= Activity =
Answer with nothing except the number of lines in the listing that include the word "below".
○ ○ ○ ○
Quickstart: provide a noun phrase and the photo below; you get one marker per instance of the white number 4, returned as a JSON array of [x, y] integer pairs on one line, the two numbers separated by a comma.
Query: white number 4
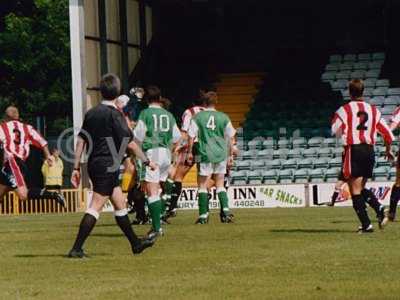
[[211, 123]]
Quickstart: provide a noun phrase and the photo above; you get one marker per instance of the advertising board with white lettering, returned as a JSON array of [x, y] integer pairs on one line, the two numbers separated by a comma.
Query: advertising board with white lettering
[[248, 196], [323, 192]]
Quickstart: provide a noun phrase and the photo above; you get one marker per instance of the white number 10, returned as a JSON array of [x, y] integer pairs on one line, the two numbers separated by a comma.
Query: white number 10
[[211, 123], [161, 123]]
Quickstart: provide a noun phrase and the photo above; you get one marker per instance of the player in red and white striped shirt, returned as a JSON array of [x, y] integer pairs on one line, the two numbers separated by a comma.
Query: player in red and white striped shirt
[[395, 193], [358, 123], [16, 138]]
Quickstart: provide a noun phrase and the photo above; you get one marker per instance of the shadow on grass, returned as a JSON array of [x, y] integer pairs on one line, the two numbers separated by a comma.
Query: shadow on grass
[[342, 221], [106, 225], [299, 230], [54, 255], [107, 234], [113, 235]]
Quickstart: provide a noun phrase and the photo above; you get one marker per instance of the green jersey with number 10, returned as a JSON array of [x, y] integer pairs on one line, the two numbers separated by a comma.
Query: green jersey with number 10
[[213, 130], [156, 128]]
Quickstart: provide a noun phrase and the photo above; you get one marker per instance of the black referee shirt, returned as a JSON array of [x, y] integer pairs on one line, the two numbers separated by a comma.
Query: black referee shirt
[[101, 122]]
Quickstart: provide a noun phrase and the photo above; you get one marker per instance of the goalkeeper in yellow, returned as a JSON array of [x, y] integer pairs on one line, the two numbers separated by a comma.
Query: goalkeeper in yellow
[[214, 153]]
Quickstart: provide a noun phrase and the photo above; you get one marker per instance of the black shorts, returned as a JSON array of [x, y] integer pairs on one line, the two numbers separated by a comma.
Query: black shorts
[[14, 173], [359, 160], [103, 180]]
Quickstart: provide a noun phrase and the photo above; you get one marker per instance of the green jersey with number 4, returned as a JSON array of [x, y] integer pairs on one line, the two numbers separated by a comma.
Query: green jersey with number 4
[[157, 127], [211, 132]]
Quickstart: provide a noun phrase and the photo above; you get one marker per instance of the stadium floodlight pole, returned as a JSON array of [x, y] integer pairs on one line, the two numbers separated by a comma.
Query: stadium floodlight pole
[[77, 41], [77, 37]]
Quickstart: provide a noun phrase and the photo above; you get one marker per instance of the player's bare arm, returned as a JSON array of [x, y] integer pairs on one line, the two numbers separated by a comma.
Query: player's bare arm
[[76, 173]]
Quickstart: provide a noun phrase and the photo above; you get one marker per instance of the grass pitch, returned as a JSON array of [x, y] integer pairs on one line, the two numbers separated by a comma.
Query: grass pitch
[[267, 254]]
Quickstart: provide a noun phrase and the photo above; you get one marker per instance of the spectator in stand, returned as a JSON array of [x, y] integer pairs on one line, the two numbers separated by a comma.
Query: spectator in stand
[[53, 175]]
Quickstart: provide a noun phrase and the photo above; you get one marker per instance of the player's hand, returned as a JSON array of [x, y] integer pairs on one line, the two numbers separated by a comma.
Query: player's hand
[[230, 162], [153, 166], [75, 178], [389, 155], [50, 161], [190, 158]]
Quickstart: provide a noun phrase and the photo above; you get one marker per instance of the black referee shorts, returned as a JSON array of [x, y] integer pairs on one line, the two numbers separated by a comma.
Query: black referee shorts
[[361, 161], [102, 180]]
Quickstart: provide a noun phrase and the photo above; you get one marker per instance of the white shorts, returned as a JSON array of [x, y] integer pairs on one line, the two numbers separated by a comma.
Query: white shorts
[[208, 169], [162, 157]]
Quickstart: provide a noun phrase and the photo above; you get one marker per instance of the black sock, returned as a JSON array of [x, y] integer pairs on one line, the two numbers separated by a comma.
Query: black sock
[[394, 199], [176, 192], [361, 210], [36, 193], [334, 197], [85, 228], [139, 203], [371, 199], [125, 225]]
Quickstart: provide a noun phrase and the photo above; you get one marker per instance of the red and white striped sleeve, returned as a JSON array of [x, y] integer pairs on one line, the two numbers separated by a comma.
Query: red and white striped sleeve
[[2, 136], [186, 118], [395, 119], [338, 125], [36, 139], [383, 128]]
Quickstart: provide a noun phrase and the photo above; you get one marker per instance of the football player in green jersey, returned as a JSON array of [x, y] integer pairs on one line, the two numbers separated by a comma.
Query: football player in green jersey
[[214, 133], [158, 133]]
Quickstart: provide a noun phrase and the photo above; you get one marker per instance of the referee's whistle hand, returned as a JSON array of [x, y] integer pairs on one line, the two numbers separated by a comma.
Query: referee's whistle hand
[[75, 178]]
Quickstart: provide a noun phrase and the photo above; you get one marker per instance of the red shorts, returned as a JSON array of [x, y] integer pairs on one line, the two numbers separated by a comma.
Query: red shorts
[[13, 173]]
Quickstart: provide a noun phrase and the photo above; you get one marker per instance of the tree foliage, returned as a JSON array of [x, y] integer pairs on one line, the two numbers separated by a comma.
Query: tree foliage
[[35, 62]]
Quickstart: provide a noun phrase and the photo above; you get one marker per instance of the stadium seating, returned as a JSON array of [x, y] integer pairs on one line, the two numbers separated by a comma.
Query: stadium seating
[[287, 142]]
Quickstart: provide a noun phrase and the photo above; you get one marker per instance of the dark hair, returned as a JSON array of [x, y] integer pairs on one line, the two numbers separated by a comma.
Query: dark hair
[[153, 94], [211, 98], [200, 101], [356, 88], [110, 86], [166, 103], [206, 88]]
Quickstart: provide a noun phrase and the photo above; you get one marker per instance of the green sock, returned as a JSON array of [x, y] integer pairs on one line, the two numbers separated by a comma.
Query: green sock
[[155, 213], [163, 205], [168, 188], [203, 207], [223, 201]]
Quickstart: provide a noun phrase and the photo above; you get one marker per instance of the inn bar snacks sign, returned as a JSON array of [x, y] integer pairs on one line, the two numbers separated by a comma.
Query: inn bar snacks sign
[[322, 192], [248, 196]]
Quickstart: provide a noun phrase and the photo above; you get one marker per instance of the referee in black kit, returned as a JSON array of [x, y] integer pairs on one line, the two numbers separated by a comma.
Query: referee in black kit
[[106, 131]]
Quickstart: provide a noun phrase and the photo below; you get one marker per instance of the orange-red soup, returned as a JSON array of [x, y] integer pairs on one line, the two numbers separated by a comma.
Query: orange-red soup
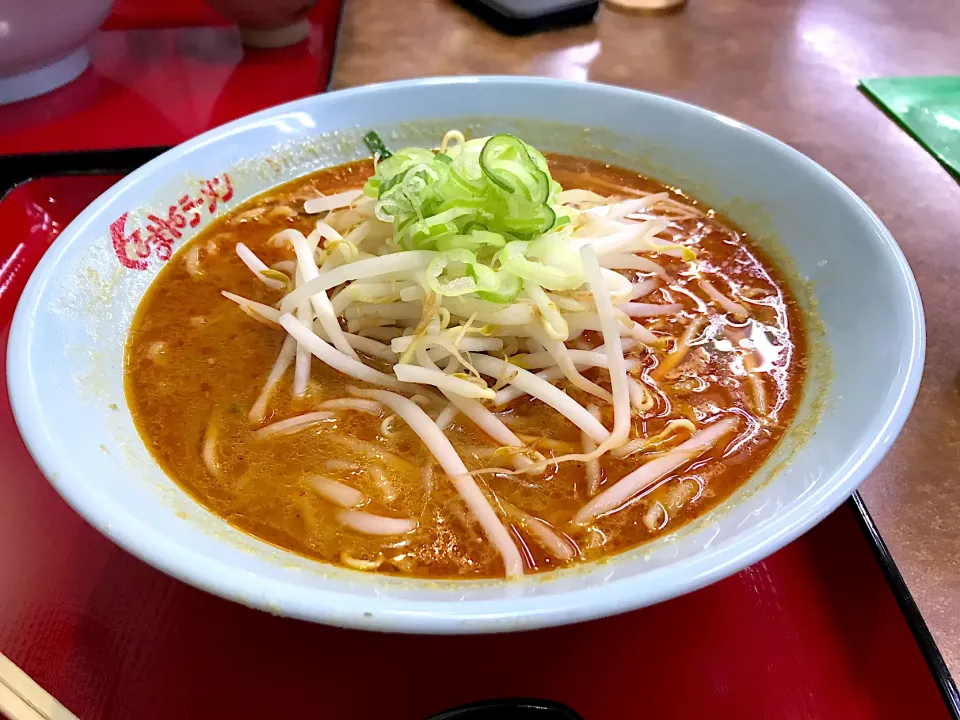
[[195, 363]]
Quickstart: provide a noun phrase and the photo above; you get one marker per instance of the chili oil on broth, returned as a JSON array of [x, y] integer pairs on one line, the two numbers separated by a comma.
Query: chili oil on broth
[[195, 363]]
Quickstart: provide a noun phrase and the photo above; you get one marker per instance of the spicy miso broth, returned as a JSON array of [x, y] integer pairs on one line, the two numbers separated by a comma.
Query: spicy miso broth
[[505, 366]]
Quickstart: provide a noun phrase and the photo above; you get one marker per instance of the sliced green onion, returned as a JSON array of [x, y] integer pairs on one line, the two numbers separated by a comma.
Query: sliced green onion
[[375, 145]]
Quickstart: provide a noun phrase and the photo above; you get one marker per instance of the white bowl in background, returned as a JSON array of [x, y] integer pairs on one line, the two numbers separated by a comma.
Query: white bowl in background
[[865, 321], [42, 44]]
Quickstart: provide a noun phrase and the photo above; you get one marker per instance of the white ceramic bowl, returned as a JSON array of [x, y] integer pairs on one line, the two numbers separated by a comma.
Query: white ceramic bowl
[[866, 345], [42, 43]]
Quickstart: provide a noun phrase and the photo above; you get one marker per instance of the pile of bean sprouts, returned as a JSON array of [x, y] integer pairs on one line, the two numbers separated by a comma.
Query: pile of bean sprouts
[[354, 299]]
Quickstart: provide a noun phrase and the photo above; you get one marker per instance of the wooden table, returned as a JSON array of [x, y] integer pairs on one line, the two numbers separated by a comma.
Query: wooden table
[[790, 68]]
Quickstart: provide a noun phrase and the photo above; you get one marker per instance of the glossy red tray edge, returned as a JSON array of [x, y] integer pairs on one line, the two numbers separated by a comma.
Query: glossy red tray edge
[[112, 163]]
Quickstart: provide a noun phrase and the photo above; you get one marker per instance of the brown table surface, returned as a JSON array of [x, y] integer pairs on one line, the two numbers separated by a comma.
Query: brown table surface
[[790, 68]]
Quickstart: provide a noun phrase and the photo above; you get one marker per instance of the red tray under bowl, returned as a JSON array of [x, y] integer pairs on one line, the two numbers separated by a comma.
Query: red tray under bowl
[[814, 631]]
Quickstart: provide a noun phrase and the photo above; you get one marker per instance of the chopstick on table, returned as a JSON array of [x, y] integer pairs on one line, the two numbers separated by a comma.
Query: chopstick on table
[[22, 699]]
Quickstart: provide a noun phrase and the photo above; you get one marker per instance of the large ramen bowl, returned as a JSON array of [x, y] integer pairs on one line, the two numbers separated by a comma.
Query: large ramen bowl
[[864, 321]]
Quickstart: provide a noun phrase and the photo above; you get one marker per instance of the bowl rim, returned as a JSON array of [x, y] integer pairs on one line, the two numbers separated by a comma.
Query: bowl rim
[[497, 615]]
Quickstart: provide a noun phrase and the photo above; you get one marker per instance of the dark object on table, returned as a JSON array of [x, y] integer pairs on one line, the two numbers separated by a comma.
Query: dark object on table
[[524, 17], [510, 709]]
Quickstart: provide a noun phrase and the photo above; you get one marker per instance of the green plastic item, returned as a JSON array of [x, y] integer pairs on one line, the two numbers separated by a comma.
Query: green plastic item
[[928, 108]]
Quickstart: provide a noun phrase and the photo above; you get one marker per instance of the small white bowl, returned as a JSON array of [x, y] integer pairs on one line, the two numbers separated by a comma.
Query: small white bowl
[[42, 44], [865, 322]]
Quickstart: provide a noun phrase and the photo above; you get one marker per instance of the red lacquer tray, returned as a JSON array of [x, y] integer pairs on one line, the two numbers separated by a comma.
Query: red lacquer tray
[[822, 629]]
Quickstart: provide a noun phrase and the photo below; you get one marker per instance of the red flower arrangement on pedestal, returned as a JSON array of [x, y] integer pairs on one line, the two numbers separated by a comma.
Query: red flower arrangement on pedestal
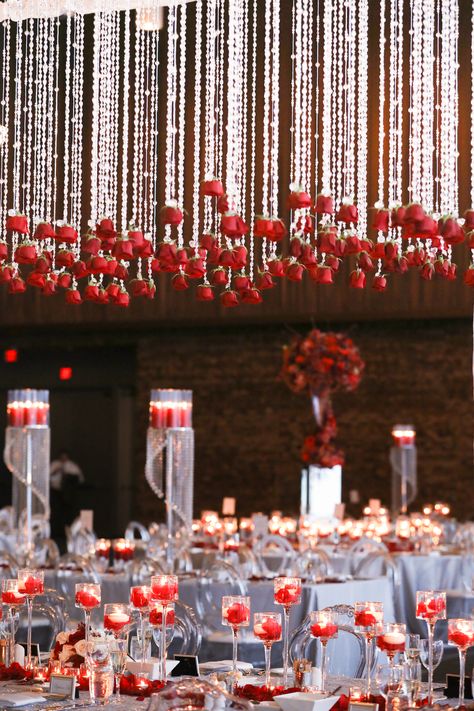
[[320, 363]]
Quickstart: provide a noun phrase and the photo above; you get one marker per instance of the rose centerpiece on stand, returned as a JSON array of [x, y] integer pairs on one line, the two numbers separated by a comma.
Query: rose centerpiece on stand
[[318, 364]]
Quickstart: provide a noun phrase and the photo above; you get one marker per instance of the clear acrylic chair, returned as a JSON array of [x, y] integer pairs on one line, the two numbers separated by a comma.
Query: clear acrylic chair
[[346, 654]]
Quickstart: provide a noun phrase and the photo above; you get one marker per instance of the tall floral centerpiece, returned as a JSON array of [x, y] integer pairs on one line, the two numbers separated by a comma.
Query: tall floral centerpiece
[[318, 364]]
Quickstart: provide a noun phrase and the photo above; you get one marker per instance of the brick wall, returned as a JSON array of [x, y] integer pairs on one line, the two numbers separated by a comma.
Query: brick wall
[[249, 427]]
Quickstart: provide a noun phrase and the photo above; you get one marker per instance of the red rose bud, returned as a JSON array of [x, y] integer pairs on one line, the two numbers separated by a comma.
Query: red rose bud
[[347, 213], [195, 268], [469, 220], [379, 282], [179, 282], [391, 249], [64, 280], [91, 292], [294, 271], [357, 279], [251, 296], [263, 227], [212, 188], [16, 286], [25, 254], [79, 269], [49, 287], [414, 213], [241, 282], [324, 204], [223, 204], [66, 233], [451, 231], [276, 267], [352, 244], [299, 200], [138, 287], [171, 214], [427, 271], [279, 230], [123, 249], [364, 262], [36, 279], [6, 274], [122, 299], [204, 292], [65, 258], [229, 298], [208, 241], [219, 277], [327, 240], [44, 230], [17, 223], [296, 247], [265, 281], [381, 220]]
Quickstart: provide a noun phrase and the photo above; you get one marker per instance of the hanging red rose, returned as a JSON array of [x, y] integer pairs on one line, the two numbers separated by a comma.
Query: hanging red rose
[[229, 298], [16, 285], [357, 279], [298, 199], [379, 282], [17, 222], [44, 230], [204, 292], [73, 296], [212, 187], [324, 204], [171, 214]]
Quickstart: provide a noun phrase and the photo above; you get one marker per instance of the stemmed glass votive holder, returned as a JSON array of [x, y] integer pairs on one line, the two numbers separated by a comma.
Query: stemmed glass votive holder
[[87, 599], [267, 628], [31, 584], [286, 592]]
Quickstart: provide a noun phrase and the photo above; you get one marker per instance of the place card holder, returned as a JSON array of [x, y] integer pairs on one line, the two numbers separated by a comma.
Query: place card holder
[[363, 706]]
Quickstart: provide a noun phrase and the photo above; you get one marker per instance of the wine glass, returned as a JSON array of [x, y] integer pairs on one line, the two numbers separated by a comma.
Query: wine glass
[[30, 583], [367, 616], [461, 634], [116, 618], [155, 618], [391, 639], [235, 614], [14, 599], [118, 658], [87, 599], [267, 628], [140, 599], [323, 626], [164, 590], [287, 592], [430, 606]]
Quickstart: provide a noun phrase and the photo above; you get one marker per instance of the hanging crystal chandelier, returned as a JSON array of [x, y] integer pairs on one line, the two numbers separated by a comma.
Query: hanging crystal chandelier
[[102, 197]]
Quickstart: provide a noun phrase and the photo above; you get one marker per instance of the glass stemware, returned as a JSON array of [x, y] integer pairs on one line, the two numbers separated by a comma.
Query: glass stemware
[[117, 618], [13, 599], [140, 599], [431, 607], [267, 628], [87, 599], [235, 614], [367, 616], [287, 592], [323, 626], [391, 639], [30, 583], [164, 590], [461, 634]]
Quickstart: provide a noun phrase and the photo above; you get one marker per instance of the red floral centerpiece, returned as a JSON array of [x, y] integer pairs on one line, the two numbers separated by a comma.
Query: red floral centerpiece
[[319, 363]]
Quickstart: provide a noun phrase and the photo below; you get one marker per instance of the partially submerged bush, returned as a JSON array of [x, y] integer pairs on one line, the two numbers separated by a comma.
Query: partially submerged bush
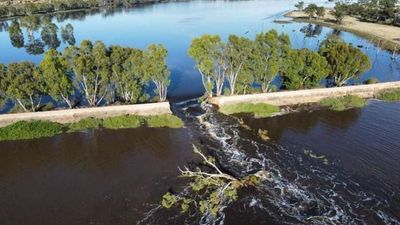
[[164, 121], [29, 130], [343, 103], [259, 110], [371, 80], [120, 122], [85, 124], [390, 96]]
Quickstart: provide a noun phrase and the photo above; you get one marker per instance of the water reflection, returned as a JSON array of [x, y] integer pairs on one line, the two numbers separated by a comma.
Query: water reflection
[[303, 122], [34, 25]]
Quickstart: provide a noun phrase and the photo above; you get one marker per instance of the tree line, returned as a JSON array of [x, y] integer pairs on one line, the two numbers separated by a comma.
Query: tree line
[[246, 64], [376, 11], [10, 8], [91, 74], [50, 34]]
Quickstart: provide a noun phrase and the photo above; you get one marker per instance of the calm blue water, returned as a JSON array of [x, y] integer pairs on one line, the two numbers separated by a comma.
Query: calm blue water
[[176, 24]]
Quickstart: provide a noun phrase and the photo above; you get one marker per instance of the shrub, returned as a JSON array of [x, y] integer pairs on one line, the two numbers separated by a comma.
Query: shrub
[[29, 130], [121, 122], [259, 110], [390, 96], [85, 124], [343, 103], [167, 120], [371, 80]]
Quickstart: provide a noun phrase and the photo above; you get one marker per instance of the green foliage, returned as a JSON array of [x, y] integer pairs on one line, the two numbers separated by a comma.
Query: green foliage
[[344, 103], [16, 35], [29, 130], [127, 74], [259, 110], [299, 5], [207, 51], [390, 96], [345, 61], [122, 122], [372, 80], [156, 69], [85, 124], [53, 72], [22, 86], [311, 10], [339, 12], [166, 120], [304, 69]]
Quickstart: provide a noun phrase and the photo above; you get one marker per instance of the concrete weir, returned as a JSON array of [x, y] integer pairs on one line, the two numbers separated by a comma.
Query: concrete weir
[[74, 115], [283, 98]]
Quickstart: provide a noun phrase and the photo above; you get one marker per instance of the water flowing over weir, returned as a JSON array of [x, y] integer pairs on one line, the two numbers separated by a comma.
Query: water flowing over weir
[[301, 190]]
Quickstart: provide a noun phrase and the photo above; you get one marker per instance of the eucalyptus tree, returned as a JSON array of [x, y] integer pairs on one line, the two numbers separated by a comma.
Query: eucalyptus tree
[[304, 69], [311, 10], [345, 61], [91, 66], [67, 34], [238, 50], [16, 35], [209, 53], [128, 74], [31, 23], [156, 70], [49, 34], [53, 71], [22, 86], [299, 6]]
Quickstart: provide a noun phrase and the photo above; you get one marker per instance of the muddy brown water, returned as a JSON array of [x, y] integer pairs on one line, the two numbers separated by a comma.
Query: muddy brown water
[[99, 177]]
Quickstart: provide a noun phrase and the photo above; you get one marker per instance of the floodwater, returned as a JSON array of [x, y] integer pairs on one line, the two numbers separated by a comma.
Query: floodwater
[[109, 177]]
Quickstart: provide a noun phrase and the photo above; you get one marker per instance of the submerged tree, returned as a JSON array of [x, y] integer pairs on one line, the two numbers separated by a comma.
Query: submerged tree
[[91, 66], [49, 34], [16, 35], [304, 69], [209, 192], [128, 74], [237, 55], [53, 72], [67, 34], [22, 86], [156, 70], [208, 52], [345, 61]]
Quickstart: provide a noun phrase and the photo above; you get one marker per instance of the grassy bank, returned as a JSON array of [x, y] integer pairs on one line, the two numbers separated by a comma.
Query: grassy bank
[[390, 96], [35, 129], [381, 37], [343, 103], [259, 110]]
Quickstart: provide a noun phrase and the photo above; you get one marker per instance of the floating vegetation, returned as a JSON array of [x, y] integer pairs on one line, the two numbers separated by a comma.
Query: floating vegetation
[[259, 110], [30, 130], [343, 103], [263, 134], [390, 96], [312, 155], [36, 129], [210, 192]]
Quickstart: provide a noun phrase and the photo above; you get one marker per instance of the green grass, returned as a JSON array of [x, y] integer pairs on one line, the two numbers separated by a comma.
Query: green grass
[[259, 110], [343, 103], [30, 130], [122, 122], [36, 129], [167, 120], [85, 124], [390, 96]]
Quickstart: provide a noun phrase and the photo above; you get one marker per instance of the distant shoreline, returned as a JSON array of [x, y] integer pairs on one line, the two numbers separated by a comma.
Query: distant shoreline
[[384, 36]]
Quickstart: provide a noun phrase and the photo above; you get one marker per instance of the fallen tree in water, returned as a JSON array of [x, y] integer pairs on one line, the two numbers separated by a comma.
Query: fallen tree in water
[[210, 189]]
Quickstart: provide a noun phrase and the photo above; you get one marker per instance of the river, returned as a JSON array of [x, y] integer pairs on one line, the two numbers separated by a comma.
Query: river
[[118, 177]]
○ ○ ○ ○
= Worked solution =
4